TRECHO DO TEXTO –
Algo que gera. Às onze, a reunião termina. E ali entendemos melhor que o “grupo da cerveja” é muito mais que uma noite em companhia. É algo que gera e opera. “Avisos”. Um é sobre o Meeting de Rímini, e não é uma simples comunicação de datas e necessidades: “Nosso amigo Beppe trabalha há anos no pré-Meeting e se diverte como louco, diz que construí-lo é melhor que visitá-lo, então ouçam-no e combinem algo com ele”. Em seguida, falam sobre a caritativa nascida exatamente nestes encontros. “De dois em dois, cuidamos de um desempregado”, explica Ugo Comaschi: fazemos companhia, o ajudamos a encontrar uma esperança, a experimentar que não está sozinho no seu drama. Quem está sem confiança encontra um gosto. E também um lugar: um amigo, por exemplo, procurava emprego há sete anos e o encontrou”. Mas seria preciso contar ainda muitos outros fatos que aqui tiveram início: os relacionamentos, as amizades, o impulso ao Banco de Solidariedade... Uma vida, em suma.

INSTRUÇÕES DA TAREFA –
No trecho sobre o grupo da cerveja, liste os fatos que, segundo a frase que começa com “Mas seria preciso contar”, tiveram início ali. Não é preciso usar as linhas de dados para nada.

Entradas do conjunto de dados
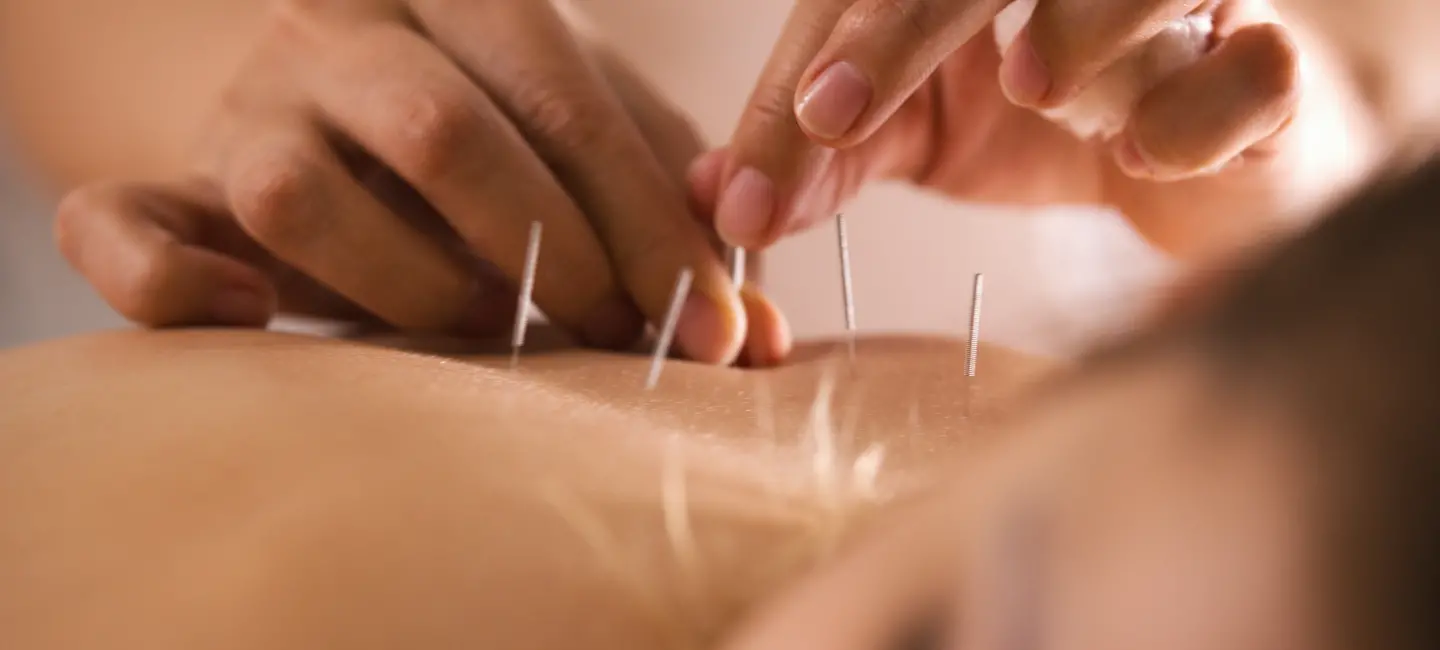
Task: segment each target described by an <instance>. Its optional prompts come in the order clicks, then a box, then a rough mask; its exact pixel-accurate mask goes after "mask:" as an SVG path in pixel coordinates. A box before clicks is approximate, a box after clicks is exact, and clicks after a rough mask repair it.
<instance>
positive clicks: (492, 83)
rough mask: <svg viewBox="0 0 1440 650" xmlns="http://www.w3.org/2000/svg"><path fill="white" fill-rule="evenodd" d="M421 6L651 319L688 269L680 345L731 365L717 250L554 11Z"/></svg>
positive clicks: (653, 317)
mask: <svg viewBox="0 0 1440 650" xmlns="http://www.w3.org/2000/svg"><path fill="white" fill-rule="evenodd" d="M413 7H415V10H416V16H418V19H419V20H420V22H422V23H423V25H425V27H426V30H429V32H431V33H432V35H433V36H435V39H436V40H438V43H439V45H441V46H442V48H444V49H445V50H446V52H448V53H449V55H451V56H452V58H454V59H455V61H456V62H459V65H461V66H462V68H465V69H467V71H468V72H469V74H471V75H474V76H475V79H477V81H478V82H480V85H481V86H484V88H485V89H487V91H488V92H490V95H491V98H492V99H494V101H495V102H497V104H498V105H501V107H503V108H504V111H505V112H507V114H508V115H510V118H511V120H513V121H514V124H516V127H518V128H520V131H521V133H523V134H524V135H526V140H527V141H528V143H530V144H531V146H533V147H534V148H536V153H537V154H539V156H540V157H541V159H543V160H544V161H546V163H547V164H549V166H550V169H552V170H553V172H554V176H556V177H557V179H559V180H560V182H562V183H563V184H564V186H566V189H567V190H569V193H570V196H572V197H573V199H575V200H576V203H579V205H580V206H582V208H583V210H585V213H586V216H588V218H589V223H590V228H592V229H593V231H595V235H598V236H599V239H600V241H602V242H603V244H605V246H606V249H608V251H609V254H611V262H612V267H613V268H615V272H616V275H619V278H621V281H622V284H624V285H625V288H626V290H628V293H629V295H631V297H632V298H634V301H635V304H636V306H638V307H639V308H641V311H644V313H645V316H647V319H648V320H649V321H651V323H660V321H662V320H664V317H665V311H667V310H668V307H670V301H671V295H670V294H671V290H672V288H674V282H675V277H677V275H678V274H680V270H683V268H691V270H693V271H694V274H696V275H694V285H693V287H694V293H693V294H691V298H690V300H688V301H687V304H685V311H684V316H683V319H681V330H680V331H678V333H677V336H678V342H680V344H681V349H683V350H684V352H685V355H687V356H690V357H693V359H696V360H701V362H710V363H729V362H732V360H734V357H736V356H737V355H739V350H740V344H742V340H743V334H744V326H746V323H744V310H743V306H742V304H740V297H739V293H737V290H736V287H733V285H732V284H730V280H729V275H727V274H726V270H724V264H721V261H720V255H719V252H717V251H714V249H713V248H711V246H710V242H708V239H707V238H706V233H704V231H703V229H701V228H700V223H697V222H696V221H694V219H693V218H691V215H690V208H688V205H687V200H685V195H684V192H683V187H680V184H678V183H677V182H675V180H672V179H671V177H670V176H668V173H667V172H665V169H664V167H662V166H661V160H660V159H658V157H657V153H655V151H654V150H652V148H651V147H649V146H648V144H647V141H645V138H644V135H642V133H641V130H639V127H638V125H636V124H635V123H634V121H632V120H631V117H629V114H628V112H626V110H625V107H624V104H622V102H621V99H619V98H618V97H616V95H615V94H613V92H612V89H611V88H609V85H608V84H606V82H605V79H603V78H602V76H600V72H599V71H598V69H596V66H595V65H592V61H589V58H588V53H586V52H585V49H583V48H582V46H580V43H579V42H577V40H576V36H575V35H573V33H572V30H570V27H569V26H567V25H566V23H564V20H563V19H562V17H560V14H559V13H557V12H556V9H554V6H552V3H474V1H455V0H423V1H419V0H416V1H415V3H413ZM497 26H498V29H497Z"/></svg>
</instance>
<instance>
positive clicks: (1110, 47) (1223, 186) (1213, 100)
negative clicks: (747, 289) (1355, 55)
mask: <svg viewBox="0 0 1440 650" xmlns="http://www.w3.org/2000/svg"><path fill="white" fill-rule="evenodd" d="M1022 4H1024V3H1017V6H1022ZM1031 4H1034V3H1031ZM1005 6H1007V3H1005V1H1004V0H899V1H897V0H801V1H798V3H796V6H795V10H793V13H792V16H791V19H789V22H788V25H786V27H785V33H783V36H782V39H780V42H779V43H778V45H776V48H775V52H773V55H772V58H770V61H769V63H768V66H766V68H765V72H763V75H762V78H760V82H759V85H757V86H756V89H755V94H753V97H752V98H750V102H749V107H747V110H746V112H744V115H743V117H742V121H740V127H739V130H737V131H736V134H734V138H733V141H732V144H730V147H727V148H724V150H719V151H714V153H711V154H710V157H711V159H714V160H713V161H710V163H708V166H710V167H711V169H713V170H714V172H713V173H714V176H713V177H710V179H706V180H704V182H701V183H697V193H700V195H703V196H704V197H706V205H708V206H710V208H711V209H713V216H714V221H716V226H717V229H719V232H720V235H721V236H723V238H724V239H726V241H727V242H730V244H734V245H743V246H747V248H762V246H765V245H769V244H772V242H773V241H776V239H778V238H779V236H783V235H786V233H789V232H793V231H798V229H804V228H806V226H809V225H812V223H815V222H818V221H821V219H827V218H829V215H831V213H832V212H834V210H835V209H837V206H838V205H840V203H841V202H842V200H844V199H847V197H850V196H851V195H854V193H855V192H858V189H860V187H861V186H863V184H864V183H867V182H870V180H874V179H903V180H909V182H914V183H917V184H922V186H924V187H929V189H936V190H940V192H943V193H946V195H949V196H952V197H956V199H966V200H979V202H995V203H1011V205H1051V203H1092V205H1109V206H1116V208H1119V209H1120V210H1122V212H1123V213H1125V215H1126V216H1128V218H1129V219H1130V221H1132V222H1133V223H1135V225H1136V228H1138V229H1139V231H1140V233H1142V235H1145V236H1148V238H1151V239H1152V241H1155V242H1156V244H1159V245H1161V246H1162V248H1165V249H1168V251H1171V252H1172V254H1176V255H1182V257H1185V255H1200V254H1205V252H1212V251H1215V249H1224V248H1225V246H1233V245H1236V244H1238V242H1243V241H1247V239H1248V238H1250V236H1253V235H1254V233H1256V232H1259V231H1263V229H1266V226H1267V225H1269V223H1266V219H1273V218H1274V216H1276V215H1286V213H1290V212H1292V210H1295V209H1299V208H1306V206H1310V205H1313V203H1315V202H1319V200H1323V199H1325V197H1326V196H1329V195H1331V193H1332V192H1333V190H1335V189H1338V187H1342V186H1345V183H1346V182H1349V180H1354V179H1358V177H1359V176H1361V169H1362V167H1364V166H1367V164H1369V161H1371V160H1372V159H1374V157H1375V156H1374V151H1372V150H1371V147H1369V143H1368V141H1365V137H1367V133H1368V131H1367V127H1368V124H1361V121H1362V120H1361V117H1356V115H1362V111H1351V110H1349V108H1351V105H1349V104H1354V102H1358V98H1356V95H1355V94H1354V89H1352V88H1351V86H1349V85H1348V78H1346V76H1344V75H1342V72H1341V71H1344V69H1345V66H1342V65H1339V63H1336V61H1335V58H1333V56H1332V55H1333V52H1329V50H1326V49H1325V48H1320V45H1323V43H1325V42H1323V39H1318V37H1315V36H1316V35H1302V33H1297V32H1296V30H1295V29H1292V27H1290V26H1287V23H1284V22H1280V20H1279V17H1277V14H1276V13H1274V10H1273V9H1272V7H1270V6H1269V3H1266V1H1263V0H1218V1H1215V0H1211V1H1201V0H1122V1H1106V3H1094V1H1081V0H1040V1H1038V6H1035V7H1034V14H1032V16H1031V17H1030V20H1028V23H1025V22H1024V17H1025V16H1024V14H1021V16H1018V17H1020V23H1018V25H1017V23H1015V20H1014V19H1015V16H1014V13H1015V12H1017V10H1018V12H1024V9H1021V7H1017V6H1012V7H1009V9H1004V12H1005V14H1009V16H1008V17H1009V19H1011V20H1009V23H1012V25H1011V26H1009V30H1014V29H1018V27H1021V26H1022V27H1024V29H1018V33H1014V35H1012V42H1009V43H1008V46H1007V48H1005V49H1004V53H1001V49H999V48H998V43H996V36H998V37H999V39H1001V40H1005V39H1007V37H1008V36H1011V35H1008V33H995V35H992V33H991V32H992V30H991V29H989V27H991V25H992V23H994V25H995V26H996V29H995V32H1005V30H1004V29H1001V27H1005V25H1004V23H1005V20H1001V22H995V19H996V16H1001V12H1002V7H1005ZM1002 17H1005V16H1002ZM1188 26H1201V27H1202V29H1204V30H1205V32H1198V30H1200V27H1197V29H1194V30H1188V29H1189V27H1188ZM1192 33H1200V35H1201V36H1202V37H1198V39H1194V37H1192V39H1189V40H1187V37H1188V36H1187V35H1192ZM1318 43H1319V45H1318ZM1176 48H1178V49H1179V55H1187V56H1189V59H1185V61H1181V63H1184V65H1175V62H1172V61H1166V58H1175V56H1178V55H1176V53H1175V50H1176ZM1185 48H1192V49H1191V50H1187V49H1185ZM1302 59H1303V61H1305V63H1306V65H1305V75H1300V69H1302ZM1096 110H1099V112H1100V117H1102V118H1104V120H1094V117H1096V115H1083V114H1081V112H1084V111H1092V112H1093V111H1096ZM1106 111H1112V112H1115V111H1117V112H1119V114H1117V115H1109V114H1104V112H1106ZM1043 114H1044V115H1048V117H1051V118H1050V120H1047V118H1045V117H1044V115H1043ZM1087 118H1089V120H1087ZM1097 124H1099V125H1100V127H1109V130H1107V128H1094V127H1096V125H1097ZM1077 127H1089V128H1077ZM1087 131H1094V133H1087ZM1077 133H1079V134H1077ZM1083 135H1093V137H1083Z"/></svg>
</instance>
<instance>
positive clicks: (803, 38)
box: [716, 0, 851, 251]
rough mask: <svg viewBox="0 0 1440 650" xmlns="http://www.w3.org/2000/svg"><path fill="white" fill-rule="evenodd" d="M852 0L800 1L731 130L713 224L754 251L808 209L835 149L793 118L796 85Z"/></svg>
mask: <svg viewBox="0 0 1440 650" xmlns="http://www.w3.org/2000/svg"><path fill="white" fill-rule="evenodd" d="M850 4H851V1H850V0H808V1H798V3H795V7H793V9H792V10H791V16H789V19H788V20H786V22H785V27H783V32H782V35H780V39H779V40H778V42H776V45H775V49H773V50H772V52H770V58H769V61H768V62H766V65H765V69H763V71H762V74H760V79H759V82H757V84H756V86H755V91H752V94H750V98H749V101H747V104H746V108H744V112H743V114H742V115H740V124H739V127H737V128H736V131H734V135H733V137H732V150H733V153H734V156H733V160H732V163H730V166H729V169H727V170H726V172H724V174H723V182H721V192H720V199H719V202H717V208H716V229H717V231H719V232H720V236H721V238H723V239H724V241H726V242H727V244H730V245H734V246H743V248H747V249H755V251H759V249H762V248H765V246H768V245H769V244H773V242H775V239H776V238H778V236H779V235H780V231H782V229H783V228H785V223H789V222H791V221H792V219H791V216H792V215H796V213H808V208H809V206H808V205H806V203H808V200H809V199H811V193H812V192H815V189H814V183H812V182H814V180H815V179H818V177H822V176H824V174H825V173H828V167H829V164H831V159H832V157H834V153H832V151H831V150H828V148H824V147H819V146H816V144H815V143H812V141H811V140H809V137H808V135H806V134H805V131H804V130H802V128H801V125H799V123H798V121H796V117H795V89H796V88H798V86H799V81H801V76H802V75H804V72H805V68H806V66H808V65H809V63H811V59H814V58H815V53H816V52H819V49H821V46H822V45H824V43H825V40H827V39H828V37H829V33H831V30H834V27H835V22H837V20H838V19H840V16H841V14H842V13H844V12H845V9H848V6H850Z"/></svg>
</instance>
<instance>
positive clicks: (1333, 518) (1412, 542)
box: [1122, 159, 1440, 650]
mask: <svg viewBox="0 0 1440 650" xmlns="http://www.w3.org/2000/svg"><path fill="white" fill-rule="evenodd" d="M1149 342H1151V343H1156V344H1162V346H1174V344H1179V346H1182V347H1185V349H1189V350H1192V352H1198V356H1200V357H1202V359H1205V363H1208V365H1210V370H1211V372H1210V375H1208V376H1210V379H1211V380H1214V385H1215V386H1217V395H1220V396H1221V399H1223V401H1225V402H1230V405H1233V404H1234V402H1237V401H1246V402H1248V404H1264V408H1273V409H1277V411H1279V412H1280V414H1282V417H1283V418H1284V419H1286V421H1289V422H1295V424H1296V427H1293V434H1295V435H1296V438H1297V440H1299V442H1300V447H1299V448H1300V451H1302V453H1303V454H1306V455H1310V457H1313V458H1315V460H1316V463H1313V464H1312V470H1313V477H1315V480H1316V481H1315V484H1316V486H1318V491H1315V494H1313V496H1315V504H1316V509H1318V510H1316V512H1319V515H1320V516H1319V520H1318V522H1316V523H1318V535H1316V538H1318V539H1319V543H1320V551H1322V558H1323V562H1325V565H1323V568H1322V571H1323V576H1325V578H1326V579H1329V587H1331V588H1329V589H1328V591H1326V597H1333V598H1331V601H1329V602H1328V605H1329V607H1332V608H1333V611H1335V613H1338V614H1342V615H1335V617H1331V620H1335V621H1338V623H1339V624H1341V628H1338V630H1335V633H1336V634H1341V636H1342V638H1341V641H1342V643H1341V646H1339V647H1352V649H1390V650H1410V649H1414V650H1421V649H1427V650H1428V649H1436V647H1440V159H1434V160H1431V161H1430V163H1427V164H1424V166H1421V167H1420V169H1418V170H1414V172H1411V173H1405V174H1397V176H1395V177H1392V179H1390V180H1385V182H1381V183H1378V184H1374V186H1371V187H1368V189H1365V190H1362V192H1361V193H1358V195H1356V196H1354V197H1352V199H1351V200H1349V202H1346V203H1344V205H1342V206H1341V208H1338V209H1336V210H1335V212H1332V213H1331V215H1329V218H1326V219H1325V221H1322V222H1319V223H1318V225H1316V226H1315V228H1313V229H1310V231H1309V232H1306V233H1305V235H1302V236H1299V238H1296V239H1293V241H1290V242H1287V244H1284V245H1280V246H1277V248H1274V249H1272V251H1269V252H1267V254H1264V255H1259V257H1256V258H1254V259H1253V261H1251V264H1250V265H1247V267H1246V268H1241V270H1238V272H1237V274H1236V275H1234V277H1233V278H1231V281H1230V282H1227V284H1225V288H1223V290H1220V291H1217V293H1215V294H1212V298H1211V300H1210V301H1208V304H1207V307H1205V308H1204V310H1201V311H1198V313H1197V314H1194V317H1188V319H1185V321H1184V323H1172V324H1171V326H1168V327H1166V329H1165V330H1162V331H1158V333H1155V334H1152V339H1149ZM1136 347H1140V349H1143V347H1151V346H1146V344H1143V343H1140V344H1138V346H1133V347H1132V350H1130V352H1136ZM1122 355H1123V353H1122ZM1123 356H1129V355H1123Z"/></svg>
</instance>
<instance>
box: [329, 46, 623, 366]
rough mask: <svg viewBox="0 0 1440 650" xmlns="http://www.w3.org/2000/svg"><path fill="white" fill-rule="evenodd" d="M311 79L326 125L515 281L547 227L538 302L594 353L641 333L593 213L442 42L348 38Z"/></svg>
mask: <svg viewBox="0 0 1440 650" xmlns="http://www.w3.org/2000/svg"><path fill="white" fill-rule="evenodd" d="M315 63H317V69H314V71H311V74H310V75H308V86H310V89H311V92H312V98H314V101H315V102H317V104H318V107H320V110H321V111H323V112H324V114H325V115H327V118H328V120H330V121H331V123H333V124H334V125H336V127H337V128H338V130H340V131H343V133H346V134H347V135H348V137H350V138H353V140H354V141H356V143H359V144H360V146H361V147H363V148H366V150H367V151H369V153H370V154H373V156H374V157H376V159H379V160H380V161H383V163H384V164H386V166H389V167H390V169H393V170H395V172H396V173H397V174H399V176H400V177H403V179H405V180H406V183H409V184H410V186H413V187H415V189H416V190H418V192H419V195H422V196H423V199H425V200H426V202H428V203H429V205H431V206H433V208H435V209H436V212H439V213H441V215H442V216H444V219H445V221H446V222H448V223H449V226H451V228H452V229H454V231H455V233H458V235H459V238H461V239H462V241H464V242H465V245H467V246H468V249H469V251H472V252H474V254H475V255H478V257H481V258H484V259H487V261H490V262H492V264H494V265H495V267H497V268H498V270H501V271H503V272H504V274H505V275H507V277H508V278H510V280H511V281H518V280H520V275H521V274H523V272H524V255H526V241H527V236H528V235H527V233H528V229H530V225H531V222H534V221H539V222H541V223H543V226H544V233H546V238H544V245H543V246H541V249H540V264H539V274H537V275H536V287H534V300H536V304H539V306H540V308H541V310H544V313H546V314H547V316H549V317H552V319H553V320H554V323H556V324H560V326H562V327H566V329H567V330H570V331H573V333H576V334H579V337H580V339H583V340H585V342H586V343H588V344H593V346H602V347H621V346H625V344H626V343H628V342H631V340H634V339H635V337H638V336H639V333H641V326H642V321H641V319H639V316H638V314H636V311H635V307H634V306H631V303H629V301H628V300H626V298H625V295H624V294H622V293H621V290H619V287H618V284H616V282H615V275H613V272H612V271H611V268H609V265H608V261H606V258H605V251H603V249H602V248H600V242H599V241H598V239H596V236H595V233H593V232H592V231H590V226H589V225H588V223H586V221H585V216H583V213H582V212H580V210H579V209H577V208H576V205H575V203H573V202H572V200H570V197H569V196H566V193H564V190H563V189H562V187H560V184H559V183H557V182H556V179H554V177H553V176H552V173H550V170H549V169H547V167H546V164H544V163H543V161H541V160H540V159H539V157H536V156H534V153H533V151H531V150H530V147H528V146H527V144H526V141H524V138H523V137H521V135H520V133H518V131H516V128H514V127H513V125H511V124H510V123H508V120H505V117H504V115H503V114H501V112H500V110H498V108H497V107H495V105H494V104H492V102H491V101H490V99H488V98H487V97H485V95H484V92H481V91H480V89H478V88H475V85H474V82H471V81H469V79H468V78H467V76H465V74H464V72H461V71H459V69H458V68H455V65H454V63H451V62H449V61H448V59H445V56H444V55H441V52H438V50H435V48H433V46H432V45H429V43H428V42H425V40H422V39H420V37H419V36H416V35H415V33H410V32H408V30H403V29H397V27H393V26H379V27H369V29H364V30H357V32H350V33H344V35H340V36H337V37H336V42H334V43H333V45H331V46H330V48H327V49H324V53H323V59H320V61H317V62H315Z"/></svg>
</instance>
---
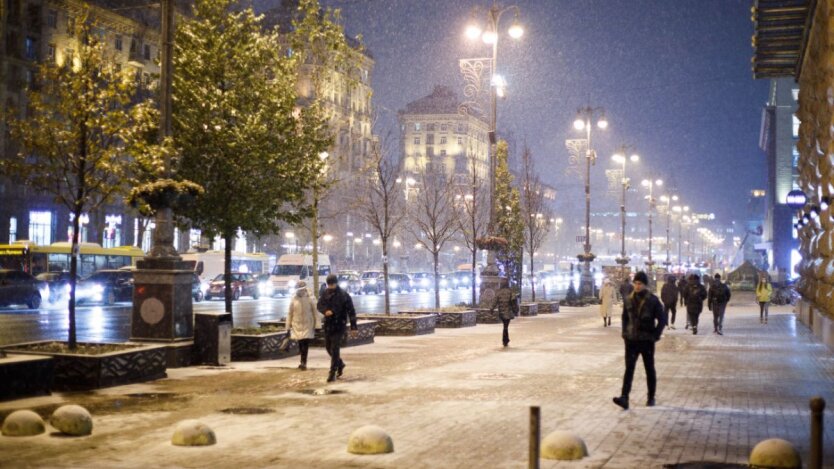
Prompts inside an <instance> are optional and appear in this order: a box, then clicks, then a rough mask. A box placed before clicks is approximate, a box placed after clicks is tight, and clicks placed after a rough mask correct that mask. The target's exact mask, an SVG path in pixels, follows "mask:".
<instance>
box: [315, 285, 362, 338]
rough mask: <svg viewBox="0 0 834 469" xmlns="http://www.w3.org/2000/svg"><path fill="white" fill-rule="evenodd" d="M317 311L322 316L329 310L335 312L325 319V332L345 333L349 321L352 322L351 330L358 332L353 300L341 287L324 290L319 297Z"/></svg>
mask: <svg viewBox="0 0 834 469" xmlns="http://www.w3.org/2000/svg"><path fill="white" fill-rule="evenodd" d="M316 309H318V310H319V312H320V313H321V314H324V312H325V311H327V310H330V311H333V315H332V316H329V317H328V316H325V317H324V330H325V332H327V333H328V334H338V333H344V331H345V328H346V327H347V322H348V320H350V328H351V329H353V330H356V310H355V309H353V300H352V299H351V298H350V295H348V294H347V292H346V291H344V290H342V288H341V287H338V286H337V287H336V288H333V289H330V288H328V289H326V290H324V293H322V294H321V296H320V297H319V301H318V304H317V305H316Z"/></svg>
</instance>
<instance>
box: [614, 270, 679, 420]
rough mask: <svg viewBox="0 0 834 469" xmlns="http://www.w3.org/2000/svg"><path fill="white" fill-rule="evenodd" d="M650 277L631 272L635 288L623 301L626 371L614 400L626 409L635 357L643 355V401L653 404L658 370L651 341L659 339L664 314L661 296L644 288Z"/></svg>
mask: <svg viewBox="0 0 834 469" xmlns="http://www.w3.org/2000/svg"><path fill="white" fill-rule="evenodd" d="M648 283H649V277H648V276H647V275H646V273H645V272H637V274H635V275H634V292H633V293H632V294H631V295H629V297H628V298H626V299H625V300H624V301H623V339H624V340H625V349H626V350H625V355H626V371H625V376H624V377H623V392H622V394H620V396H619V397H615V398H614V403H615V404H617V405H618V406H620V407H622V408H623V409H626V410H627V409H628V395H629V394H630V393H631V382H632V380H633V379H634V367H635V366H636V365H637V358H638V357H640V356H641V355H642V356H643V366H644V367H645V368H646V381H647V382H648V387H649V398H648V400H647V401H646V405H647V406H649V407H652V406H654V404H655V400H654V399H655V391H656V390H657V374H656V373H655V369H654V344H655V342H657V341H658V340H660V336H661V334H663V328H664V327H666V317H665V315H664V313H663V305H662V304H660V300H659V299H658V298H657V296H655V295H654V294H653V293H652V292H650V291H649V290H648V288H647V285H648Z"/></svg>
==
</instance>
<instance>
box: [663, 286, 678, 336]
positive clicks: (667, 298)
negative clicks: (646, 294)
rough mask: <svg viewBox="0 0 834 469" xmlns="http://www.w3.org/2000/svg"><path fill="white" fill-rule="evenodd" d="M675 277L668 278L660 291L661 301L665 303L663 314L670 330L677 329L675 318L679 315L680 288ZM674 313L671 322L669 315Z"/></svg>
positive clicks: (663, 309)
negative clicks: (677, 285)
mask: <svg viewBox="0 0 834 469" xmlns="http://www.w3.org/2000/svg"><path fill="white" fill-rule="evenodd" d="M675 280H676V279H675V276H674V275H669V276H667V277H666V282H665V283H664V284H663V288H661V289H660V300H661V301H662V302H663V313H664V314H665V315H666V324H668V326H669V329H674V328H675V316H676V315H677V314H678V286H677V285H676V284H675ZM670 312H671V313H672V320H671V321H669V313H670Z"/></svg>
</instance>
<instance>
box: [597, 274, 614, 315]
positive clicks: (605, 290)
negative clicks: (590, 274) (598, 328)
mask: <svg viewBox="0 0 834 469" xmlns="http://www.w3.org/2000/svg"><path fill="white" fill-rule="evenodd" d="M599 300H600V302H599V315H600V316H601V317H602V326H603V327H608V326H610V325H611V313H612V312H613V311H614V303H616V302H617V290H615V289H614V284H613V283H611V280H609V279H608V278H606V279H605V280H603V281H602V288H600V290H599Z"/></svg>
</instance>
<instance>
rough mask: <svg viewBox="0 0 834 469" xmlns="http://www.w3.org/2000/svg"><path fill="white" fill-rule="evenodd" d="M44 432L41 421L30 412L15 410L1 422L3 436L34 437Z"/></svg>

RESPOSTA ESCRITA –
- os relacionamentos
- as amizades
- o impulso ao Banco de Solidariedade